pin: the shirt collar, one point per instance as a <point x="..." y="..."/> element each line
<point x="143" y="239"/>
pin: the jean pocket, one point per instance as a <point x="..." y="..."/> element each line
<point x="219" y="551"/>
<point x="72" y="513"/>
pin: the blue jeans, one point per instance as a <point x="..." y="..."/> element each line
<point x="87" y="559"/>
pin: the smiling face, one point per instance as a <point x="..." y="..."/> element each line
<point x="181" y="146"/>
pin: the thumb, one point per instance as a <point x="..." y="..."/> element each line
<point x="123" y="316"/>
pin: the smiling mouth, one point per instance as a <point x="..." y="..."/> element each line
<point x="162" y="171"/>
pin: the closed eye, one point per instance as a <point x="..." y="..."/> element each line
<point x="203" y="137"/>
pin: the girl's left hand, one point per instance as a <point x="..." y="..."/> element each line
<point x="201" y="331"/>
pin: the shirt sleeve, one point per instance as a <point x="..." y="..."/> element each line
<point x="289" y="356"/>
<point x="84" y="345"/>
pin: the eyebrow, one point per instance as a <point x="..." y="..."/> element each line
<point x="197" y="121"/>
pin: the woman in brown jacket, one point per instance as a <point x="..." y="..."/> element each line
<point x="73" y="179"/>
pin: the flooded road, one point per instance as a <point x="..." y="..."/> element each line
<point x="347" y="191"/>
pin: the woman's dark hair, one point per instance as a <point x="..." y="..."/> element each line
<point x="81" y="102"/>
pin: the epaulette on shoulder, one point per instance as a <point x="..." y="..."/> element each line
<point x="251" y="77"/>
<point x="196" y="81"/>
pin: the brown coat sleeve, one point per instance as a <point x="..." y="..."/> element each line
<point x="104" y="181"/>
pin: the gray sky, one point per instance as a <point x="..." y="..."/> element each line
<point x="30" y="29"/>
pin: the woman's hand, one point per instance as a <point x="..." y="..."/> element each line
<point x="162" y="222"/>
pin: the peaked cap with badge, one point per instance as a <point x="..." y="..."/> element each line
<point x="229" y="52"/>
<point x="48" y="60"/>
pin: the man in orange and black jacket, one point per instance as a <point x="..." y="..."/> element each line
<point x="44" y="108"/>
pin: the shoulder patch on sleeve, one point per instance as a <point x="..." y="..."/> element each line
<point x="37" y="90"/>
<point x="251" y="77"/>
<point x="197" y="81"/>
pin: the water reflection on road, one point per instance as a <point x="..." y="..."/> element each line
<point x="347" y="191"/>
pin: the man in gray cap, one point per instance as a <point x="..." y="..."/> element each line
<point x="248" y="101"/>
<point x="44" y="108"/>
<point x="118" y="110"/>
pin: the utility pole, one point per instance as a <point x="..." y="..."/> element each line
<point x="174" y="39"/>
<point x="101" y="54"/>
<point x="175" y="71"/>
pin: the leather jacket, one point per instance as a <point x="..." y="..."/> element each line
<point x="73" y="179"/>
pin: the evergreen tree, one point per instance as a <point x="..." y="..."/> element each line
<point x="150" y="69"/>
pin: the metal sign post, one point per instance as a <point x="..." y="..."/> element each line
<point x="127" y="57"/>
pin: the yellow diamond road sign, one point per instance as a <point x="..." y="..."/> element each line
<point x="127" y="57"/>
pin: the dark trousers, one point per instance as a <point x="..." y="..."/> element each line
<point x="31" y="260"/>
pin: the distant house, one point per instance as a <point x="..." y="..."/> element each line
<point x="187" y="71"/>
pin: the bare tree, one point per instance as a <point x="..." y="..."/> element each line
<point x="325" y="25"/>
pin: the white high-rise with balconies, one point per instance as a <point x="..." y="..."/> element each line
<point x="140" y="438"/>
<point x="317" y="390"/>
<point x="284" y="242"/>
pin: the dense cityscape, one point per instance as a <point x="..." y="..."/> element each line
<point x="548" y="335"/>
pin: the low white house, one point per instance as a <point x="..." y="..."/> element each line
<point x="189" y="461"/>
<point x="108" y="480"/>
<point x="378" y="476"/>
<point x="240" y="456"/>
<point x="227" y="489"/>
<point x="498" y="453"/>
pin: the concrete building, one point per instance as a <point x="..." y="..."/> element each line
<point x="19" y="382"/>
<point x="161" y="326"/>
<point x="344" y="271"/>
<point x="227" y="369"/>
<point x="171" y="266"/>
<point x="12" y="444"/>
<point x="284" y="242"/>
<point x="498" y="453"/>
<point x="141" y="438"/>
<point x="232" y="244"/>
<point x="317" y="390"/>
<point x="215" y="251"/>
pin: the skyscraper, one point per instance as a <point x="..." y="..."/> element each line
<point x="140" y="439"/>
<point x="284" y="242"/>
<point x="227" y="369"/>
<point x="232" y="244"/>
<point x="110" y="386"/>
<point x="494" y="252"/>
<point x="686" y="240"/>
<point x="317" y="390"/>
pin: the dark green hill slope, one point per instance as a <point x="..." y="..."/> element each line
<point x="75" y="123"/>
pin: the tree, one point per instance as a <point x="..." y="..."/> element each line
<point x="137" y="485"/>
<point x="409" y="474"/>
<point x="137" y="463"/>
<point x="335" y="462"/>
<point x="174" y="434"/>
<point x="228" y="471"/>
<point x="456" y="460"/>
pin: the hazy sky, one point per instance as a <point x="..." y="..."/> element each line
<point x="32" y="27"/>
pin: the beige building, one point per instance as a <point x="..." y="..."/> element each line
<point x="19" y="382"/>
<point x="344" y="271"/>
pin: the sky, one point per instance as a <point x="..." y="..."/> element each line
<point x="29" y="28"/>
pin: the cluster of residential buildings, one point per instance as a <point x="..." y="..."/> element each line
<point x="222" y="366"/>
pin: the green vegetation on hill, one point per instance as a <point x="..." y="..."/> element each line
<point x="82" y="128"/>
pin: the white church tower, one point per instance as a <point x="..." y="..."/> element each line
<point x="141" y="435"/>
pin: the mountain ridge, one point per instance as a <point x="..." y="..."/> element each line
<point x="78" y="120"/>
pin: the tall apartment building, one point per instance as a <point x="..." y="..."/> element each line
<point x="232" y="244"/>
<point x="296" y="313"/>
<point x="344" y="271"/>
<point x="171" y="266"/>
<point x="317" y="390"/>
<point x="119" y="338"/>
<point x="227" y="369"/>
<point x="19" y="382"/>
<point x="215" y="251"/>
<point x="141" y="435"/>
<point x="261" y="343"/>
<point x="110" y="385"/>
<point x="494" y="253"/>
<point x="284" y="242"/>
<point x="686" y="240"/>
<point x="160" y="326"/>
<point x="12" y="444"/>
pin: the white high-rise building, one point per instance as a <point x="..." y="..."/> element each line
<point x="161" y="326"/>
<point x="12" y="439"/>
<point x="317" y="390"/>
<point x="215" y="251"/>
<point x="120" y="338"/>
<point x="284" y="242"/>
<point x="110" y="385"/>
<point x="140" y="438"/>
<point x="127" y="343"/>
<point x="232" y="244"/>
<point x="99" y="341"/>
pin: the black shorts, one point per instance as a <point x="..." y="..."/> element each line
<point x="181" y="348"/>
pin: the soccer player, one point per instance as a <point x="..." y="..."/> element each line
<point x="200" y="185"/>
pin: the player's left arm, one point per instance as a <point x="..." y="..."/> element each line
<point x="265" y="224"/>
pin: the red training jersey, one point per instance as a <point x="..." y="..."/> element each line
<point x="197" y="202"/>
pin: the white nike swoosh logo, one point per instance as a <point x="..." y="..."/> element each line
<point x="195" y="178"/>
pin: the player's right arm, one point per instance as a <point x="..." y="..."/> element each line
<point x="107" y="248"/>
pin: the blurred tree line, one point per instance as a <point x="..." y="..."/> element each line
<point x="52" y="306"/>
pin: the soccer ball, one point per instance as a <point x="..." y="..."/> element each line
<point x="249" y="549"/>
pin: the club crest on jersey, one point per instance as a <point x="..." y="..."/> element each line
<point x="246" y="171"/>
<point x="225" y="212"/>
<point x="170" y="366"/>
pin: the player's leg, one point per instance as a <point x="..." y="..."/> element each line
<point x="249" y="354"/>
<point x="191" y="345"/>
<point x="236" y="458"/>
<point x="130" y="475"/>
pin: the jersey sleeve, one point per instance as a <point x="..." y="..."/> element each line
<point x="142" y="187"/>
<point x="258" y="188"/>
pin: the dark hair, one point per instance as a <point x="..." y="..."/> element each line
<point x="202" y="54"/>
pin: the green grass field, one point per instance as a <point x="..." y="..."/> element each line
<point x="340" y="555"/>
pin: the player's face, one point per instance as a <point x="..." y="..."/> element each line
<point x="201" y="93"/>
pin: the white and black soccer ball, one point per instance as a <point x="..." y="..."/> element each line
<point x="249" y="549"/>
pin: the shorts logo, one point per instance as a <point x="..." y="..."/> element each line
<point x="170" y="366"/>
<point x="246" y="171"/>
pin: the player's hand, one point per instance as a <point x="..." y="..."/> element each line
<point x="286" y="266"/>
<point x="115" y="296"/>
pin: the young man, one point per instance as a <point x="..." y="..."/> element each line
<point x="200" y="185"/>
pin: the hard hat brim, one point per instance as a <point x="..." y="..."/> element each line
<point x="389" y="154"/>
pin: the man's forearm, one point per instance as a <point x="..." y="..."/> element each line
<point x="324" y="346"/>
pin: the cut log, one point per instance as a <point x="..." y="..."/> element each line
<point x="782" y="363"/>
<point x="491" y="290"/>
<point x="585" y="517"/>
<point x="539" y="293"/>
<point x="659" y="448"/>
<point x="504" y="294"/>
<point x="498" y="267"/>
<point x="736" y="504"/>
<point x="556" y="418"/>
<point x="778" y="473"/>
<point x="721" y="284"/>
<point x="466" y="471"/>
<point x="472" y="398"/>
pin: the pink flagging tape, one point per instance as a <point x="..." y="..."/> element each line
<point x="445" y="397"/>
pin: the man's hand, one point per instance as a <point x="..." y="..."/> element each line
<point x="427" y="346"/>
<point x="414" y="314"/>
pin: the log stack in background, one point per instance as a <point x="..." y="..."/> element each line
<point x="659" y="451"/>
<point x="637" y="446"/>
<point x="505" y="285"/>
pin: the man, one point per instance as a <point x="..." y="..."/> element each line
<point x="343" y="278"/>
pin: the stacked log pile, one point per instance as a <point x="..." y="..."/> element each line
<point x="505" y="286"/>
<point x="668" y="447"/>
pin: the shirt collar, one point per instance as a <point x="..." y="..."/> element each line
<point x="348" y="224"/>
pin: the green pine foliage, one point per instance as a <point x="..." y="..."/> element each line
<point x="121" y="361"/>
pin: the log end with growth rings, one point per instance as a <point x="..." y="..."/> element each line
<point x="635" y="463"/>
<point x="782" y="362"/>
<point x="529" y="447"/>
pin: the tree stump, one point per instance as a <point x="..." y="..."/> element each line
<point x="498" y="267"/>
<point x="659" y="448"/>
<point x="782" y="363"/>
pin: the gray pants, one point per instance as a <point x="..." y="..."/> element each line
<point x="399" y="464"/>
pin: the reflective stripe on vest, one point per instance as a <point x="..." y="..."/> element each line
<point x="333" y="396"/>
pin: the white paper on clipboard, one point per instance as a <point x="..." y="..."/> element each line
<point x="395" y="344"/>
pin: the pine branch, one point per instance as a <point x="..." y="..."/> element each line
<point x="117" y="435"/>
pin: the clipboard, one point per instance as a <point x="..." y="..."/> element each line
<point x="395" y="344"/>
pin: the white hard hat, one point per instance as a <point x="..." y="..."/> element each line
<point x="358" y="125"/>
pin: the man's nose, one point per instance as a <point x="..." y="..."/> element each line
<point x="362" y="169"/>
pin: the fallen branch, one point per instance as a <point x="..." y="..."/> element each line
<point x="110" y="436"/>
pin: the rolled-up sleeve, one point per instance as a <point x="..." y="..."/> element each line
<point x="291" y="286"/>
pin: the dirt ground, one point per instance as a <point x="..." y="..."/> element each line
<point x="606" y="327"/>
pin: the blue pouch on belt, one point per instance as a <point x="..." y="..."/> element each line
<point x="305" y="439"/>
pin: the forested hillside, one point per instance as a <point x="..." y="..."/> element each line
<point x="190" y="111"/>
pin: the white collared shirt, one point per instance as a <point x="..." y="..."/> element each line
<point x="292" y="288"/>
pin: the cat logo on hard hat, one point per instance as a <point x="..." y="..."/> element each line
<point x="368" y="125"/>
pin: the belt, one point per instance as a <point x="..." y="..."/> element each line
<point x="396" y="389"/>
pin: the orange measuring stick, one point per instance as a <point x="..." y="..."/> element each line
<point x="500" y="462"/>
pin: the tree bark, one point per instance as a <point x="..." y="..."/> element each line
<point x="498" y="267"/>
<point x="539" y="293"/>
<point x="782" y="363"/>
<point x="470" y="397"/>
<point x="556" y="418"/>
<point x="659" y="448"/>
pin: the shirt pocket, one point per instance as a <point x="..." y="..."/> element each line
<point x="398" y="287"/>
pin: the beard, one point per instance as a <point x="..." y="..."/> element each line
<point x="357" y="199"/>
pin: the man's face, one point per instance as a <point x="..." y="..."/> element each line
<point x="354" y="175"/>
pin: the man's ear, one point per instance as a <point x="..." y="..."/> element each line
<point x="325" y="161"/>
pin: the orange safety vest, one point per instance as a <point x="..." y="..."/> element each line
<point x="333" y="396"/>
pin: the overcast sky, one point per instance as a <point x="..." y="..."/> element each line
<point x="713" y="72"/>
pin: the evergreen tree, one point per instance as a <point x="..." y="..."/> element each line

#### [SHORT PROBLEM]
Copy out the entries verbatim, starting at the line that contains "pin: the overcast" and stopping after the final line of the entries.

#### [SOLUTION TO THE PROBLEM]
pin: the overcast sky, one point per instance as a <point x="..." y="..."/> element each line
<point x="713" y="72"/>
pin: the evergreen tree, one point per instance as a <point x="..." y="..."/> element each line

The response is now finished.